Items from a data source:
_ _ _ _
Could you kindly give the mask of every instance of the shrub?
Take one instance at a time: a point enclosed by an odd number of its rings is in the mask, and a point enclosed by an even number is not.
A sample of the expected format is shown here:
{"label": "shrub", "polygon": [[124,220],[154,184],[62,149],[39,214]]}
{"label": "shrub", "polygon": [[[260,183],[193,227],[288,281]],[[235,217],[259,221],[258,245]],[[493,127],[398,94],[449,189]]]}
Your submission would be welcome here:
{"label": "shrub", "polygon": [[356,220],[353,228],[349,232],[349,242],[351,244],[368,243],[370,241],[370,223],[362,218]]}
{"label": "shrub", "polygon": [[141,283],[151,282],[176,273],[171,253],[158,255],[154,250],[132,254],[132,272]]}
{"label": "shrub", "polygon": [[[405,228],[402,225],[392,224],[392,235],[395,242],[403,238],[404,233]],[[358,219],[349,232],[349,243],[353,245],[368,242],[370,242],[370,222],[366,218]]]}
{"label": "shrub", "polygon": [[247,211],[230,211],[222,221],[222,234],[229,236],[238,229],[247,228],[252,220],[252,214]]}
_ _ _ _
*Try it*: Each line of the records that holds the word "instance" should be copied out.

*Answer to this task*:
Could you kindly give the mask of every instance of the shrub?
Take one instance at a time: a point enclosed by an odd number of its rings is in the mask, and a point enclosed by an even number is not.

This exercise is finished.